◆ **Request**:
Copy out each of the lines below word for word, from the first to the last.

◆ **Provided material**:
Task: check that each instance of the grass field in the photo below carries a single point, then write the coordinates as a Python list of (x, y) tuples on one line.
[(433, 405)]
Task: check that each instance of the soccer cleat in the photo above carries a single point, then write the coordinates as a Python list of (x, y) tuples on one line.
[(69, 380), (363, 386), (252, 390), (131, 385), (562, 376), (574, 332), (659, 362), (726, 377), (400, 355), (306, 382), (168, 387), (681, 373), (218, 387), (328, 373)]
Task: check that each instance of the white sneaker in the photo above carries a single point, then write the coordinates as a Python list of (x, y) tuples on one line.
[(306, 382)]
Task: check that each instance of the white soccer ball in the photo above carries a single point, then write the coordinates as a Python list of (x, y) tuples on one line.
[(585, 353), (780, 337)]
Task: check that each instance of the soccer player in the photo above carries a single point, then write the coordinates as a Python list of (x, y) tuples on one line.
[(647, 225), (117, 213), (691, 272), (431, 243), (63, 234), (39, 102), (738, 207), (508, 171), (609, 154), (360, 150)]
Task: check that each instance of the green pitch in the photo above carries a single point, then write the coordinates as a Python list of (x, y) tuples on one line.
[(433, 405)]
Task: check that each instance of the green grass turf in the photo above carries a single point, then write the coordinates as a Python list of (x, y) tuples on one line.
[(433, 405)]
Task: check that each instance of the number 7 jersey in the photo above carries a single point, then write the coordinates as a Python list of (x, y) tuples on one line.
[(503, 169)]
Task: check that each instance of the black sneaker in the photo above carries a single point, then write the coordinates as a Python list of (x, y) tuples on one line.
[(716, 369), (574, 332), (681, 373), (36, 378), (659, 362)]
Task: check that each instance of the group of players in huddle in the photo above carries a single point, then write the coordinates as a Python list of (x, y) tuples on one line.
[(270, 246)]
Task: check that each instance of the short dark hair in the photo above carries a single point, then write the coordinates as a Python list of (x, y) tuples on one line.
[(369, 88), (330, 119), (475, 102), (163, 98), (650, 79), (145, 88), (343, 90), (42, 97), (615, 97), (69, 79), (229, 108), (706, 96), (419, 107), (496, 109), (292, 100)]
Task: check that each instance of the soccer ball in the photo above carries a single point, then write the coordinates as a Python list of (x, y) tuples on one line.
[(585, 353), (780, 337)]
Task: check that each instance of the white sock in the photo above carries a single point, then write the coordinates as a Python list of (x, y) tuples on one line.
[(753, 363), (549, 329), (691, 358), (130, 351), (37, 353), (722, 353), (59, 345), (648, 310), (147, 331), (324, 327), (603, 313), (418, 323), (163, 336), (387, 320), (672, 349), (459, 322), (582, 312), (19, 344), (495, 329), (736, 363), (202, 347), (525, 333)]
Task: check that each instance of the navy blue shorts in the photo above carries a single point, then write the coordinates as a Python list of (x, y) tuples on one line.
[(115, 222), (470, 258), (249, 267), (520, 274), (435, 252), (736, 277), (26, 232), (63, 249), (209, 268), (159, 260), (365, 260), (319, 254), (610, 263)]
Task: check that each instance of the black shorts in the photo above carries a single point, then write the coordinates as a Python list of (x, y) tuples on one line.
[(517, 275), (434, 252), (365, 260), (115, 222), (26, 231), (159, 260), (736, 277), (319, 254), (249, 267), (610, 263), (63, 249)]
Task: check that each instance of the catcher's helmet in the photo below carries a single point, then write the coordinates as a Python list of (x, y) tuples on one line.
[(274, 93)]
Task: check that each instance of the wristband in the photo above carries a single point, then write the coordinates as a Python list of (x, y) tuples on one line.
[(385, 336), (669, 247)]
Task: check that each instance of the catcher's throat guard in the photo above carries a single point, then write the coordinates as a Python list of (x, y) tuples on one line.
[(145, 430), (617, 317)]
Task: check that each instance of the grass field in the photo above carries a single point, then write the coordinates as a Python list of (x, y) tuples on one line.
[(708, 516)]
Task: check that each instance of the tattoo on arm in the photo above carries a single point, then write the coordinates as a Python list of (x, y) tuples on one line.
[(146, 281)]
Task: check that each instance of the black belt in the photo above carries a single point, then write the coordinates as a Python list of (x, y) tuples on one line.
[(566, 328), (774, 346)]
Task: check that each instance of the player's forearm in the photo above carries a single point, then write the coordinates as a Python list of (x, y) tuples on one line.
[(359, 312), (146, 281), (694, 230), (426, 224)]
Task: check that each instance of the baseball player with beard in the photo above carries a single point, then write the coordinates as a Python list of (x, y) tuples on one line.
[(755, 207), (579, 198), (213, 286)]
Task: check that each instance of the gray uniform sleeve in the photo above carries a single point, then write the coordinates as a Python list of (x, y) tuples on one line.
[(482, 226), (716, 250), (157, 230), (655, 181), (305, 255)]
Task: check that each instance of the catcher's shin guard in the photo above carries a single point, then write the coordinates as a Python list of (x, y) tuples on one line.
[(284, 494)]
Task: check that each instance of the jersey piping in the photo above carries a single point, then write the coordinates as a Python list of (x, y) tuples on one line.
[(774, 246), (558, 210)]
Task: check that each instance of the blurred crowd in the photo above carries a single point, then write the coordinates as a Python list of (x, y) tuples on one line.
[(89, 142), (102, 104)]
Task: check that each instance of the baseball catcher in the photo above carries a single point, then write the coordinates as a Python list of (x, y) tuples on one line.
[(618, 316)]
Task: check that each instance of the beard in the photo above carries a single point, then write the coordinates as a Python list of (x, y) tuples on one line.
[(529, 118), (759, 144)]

◆ **Correct output**:
Task: check that each instance of the grass field in the photo below carries a single point, then write the coordinates as a Python list of (x, y) tuples on one line.
[(433, 405)]
Task: check that each instance of the soccer cleat in the photo above carries a single point, then write the coordinates as a Python list of (x, y) tuples on one line.
[(69, 380), (363, 386), (252, 390), (131, 385), (562, 376), (574, 332), (659, 362), (726, 377), (400, 355), (306, 382), (168, 387), (681, 373), (218, 387), (328, 373)]
Task: check that each instance of the white sneaker in the photo above carries a single point, then write the coordinates as a Python list of (x, y) tuples on one line.
[(306, 382)]
Task: check that each instance of the white soccer ball in the photo above carries a single point, then write the coordinates as a Python list of (x, y) tuples on one line.
[(585, 353), (780, 337)]
Task: check that each instance of the soccer player in the photo above carries a single point, then write the coordinates as a Python list of (x, y) tuples on one line.
[(647, 225), (117, 213), (691, 272), (431, 243), (63, 234), (39, 102), (738, 207), (508, 171), (609, 154), (360, 150)]
Task: check that each instance of the green pitch in the photo above carries a single point, then write the coordinates as a Python list of (x, y) tuples on one line.
[(433, 405)]
Task: check that each instance of the green grass turf in the photo above carries a single point, then write the coordinates as a Python list of (x, y) tuples on one line.
[(433, 405)]
Task: check that each instance of the number 7 jersey in the photo above carries a single point, then write the coordinates as a Python list of (x, y) tuples on one line.
[(503, 169)]
Task: check that each instance of the black sneaker in the photo above carries a single point, then write the coordinates as a Python list of (x, y) tuples on one line.
[(716, 369), (574, 332), (681, 373), (36, 378), (659, 362)]
Task: check that each instance of the group of players in huddle in the photo above carries a single point, then write the coordinates as a Python list of (x, y) tuples on one line.
[(270, 246)]
Task: check that each instance of the short dark hair in the photo above carries a single point, then write the coordinates as a Python list of (x, y) tuples on one line.
[(369, 88), (330, 119), (475, 102), (163, 98), (650, 79), (145, 88), (343, 90), (42, 97), (615, 97), (69, 79), (229, 108), (706, 96), (419, 107), (496, 109), (292, 100)]
Task: check that each instance of the soccer ball in the photo above carries a single point, then write the coordinates as a Python list of (x, y) tuples on one line.
[(585, 353), (780, 337)]
Task: check that each instance of the white sock in the photo above carries a single point, then write the coordinates as a Python list of (x, y) tuples on one line.
[(753, 363), (549, 329), (691, 358), (130, 351), (37, 353), (722, 353), (59, 345), (648, 310), (147, 331), (324, 327), (603, 313), (418, 323), (163, 336), (387, 320), (672, 349), (459, 322), (582, 312), (19, 344), (495, 329), (736, 363), (202, 347), (525, 333)]
Task: check that each instance of the navy blue shorts in the photo above carries a single point, then write the coordinates as a Python list of (x, y) tuples on one line.
[(115, 222), (470, 258), (249, 267), (520, 274), (435, 252), (736, 277), (26, 232), (63, 249), (209, 268), (159, 260), (365, 260), (319, 254), (610, 263)]
Task: check that each instance of the black shorts in the photo above carries a single point, then write the coordinates as a Python list of (x, y) tuples on one line.
[(517, 275), (434, 252), (365, 260), (115, 222), (26, 231), (159, 260), (736, 277), (319, 254), (249, 267), (610, 263), (63, 249)]
Task: check that each instance of the catcher's helmet in the photo below carries a single point, then write the coordinates as a Python list of (x, y) tuples on one line.
[(274, 93)]
Task: check that each instance of the wristband in the photo above carries a single point, then write the coordinates as a Python list of (x, y) tuples on one line.
[(385, 336), (669, 247)]
Task: check that each instance of the catcher's throat guard in the photo above carries a single point, then write the coordinates as a Python list of (x, y) tuples on one line.
[(145, 430), (617, 317)]
Task: check that each instance of the grass field in the photo above carries a single point, then write the coordinates as a Python list of (x, y) tuples on one line.
[(708, 516)]
Task: check that each instance of the tattoo on arm in the photo above carries a single point, then write the coordinates as a Python list of (x, y) tuples on one line.
[(146, 281)]
Task: check that each instance of the black belt in the photo above carries a single point, then write the coordinates as a Python list of (x, y) tuples on one line.
[(566, 328), (774, 346)]
Task: check that each instance of the player's forearm in the photo above carries a single point, then write the coordinates as a Python list of (x, y) tuples on one line.
[(359, 312), (146, 281), (694, 230), (426, 224)]
Task: check that each instance of the baseball player with beard in the photo above carries a single point, then write the coordinates as a Python list of (x, y) tuples on one line.
[(755, 207), (579, 198), (213, 286)]
Task: check that each instance of the gray uniform sleeve in the photo above carries a single point, then write the coordinates as a Python list of (x, y) tuples on one line.
[(482, 226), (716, 250), (157, 230), (655, 181), (305, 255)]
Task: check that each instance of the catcher's shin guard in the photo above carries a single point, then write the coordinates as a Python list of (x, y) tuples on one line.
[(284, 494)]
Task: check that each instance of the jersey piping in the photo above carries a single point, then write the coordinates as a Python list of (x, y) tuples on one line.
[(774, 246), (558, 210)]
Task: check that each instance of the blurred crowd in the photo above carries a single point, then write the coordinates as a Python list of (x, y) tuples on one line.
[(89, 142), (102, 104)]
Task: check that each instance of the baseball catcher in the photo above carries a single point, then write the coordinates as a Python list of (x, y) tuples on one line.
[(618, 316)]
Task: check that each instance of the beard in the photo above carries a single point, then write the coordinates as a Python list of (x, y) tuples on one line.
[(529, 118), (759, 144)]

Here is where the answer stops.